> [WORK ORDER A]: Using the passage on the U.S. Brig Niagara below, decide whether each statement agrees with it: (i) PHMC took eight months to hire a Captain; (ii) the Captain was hired through an open application that any qualified applicant could apply to; (iii) volunteers at the January 4-5, 2024 sessions were allowed to ask questions. For each, answer yes or no and quote the deciding words.
> [WORK ORDER B]: Please resume the passage on the U.S. Brig Niagara below, picking up right after its final sentence.

> [PASSAGE FOR REVIEW]:
Segment Open

What we need and deserve from our state historic agency is a culture where the expectation is to deliver projects on time. If projects meet roadblocks, then you figure out what is required to get past them and still deliver on time. Every business needs to adjust sometimes (because sometimes things are just out of your control). But over and over what we get from PHMC/BHSM is just delay, delay, delay without actually delivering on their promises, unless they are forced to by our legislators. And they do this with everything.

Little Change Visible 2023 – 2024

In this 2010 Auditor General’s report we see that prior to the 2009 investigation PHMC/BHSM staff were rarely if ever held accountable for missed deadlines or projects left unfinished. The auditors detail how PHMC performed zero inventories on several collections of artifacts across BHSM sites and had extremely long delays on others. On inventories that were completed at the historic sites, the lists were either never compared against the catalog or were delayed by months or years. The auditors describe how the digitization of their collection catalog languished for an entire decade – uncompleted and unreliable – despite the initial expense invested in it and its potential to dramatically improve collection integrity. In Part 1 of this series I showed how PHMC was still performing in the same manner from 2020 – 2022.

It would be easy to blame previous PHMC staff for decisions made in the past (like PHMC’s former Director of BHSM Brenda Reigle, or former BHSM Western Division Chief Charlie Fox) , or even blame the Flagship Niagara League (FNL), the nonprofit partner managing the ship. But even the 2010 Auditor Report decries that option.

“The weaknesses identified by our auditors were present under the tenure of the current management and, therefore, not rectified. While we are mindful that methods, practices, and policies evolve over time, especially with the advancement of technology, it is still incumbent on upon the existing management to institute appropriate corrective measures and eliminate identified deficiencies, as opposed to allowing subsequent administrations to contest with longstanding problems that potentially jeopardize the preservation of invaluable collections.
– page 37

We continue to see this same PHMC/BHSM behaviors today in their treatment of the U.S. Brig Niagara, during this most recent period while PHMC/BHSM has had the primary responsibility and control of the ship, her management, and her maintenance.

In two invitation-only, “volunteer-information” sessions on January 4-5, 2024 (where PHMC staff said volunteers were not allowed to ask any questions), Erie Maritime Museum Site Administrator Jim Hall said PHMC would have a Captain and several other crew members hired within three months, and would send Niagara to spring 2024 shipyard as required by the Coast Guard. It took them 8 months to hire a Captain, using a closed process rather than an open application that any qualified applicant could apply to. They did try an open application process for a shipwright (ship’s carpenter) but they requested such an outrageous collection of skills and experience that apparently no one qualified applied, despite it being posted for almost two months. This image imagines the “shipwright” described in PHMC’s job description and was the cover image for Protect Brig Niagara’s Feb 23, 2024 petition update post: Sailing God Wanted.

Segment Closed

> [Collected data entries]:
Segment Open

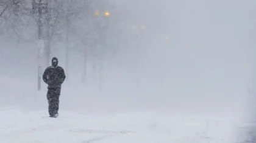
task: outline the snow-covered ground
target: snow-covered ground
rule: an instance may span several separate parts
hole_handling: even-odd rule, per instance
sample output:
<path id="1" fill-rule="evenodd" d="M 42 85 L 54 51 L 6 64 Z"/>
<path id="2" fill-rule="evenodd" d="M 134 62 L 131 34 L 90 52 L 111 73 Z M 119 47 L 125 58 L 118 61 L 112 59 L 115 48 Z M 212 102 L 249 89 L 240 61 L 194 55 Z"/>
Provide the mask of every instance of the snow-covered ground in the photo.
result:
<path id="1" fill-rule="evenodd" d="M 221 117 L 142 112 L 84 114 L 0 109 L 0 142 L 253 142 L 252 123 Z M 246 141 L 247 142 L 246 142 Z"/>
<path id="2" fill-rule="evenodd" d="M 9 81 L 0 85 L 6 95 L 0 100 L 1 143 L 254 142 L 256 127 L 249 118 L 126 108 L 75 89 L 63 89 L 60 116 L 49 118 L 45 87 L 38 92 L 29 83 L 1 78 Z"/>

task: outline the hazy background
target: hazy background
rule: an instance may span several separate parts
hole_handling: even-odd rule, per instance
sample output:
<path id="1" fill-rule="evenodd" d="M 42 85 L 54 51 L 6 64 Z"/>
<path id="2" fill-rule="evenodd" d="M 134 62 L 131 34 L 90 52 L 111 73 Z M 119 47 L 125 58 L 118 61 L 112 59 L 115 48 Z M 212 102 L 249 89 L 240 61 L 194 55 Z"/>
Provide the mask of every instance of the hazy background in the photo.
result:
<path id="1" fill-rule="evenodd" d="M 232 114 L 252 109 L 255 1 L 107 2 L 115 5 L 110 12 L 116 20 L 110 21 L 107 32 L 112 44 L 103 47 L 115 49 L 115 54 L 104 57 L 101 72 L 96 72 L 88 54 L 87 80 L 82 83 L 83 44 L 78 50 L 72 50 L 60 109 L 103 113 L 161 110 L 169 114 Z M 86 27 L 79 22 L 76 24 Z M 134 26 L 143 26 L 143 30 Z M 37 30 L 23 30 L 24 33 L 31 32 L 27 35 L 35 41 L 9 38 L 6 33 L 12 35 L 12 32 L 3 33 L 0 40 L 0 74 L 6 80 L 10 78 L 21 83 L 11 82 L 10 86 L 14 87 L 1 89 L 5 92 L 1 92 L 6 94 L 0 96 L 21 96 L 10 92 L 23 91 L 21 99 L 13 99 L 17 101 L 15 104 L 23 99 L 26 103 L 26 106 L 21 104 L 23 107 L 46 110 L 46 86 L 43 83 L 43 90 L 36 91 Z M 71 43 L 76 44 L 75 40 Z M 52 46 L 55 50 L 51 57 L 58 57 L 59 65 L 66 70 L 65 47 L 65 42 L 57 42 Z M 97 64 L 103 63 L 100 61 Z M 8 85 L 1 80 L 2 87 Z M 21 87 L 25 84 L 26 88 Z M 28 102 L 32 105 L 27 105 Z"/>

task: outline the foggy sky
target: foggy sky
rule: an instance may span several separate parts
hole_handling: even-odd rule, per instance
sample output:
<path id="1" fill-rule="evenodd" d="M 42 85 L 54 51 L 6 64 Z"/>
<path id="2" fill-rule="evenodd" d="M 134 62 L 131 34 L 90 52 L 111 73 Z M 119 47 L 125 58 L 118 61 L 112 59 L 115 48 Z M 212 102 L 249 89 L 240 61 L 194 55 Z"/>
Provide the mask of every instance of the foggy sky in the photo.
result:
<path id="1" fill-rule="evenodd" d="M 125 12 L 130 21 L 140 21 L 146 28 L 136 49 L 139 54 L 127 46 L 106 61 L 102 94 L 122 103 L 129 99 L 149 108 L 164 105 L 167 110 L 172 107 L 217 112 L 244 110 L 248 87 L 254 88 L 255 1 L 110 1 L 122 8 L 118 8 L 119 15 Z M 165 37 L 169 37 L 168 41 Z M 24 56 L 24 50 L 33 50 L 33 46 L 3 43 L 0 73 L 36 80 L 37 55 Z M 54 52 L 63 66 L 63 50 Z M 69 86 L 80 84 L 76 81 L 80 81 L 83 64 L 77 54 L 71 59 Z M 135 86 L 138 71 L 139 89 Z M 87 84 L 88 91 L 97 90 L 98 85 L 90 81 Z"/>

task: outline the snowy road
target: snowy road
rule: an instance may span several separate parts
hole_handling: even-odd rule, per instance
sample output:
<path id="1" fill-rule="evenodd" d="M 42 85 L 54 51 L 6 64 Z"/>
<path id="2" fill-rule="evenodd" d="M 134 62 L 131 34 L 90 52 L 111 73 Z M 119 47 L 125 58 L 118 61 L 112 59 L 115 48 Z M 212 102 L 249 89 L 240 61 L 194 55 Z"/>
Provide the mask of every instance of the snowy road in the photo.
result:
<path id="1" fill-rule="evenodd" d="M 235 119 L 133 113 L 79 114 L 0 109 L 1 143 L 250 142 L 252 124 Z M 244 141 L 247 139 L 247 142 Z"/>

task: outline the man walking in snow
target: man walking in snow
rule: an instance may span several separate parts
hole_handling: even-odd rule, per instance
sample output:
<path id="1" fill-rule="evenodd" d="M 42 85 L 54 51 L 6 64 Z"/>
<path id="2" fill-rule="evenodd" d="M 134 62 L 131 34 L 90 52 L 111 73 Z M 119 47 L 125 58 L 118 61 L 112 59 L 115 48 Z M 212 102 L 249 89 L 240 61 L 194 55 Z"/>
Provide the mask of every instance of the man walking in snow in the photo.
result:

Segment Closed

> [OUTPUT A]:
(i) Yes: "It took them 8 months to hire a Captain"
(ii) No: "using a closed process rather than an open application that any qualified applicant could apply to"
(iii) No: "where PHMC staff said volunteers were not allowed to ask any questions"

> [OUTPUT B]:
Staffing-Specific Delays, Failures, and Concerns:

  • They terminated their previous maintenance staff (the Flagship Niagara League, FNL) without any maritime staff lined up to take on the responsibilities. (You want to terminate the previous staff? Fine. But have your new staff lined up. This is basic.)
  • When FNL offered to provide interim services until new staff was hired, PHMC/BHSM refused the offer, even though the ship still required marine winterization work and we were heading into January’s freezing conditions and winter storm season.
  • PHMC/BHSM promised to hire a Captain and essential crew within three months. It took them eight months to finally hire a Captain, and they still have no other crew in site (except a temporary crew hired without an open process, and hired solely to transit Niagara to and from a brief shipyard). There have been concerns expressed about the Captain’s hiring process (PHMC used a closed, invitation-only process, and may have done so to purposely exclude a qualified veteran who expressed interest, who under state law is mandated to be given preference over any equally qualified candidates). It is also unclear whether all the sailors hired for the transit to shipyard were American sailors as required under various federal regulations (see article). We have asked PHMC for specific clarification on that issue and they have yet to respond.
  • PHMC/BHSM attempted to hire an additional crew member – a ship’s carpenter – but the effort failed, and it’s not all that surprising when you look at what they asked for. They tried to hire a shipwright (a specialized carpenter for ships) but the position description was a blend of engineer, licensed AB sailor (requires passing a written test as well as many hours operating at sea), and significant amounts of experience on top of shipwright skills, plus expectations to manage volunteers and do administrative tasks. They extended the submission deadline multiple times, with the position open for a total of seven weeks. At the urging of a volunteer, midway through the posting PHMC converted it to a union-protected carpentry position, to try and attract people who were wary based on previous experiences working with PHMC or had heard stories about their endless demands, lack of understanding, reliance on their own opinions and preferences above those of maritime professionals, and the pressure to be all things all the time. For more details, or to see the position description, read our petition update: Sailing God Wanted.
  • PHMC/BHSM has had one maritime contractor involved (former Niagara Captain Wesley Heerson), and he’s only available for a few days here and there. He does appear to care deeply about the ship, and has stated that he plans to donate his contractor fee, once there is a manner available to do so (without a nonprofit partner the government agency has no way to receive donations). But it’s been years since Heerson was involved with Niagara, and one person with experience long past (he’s been working on commercial freighters in recent years) is not the same as the promised crew hirings that have been delayed for almost an entire year.
  • After finally hiring a Captain, PHMC restricted volunteer access to the new Captain and refused to allow any volunteer opportunities outside of their once-a-week, invitation-only, private meet-and-greets, delaying any ship’s work even longer. They invited ship volunteers to meet the new Captain four at a time, invited by alphabetical order, and volunteer shifts were only an option on the day of your audience. See the email announcement of this volunteer management decision, and the actual invitations which were generally sent about five days before the offered meeting.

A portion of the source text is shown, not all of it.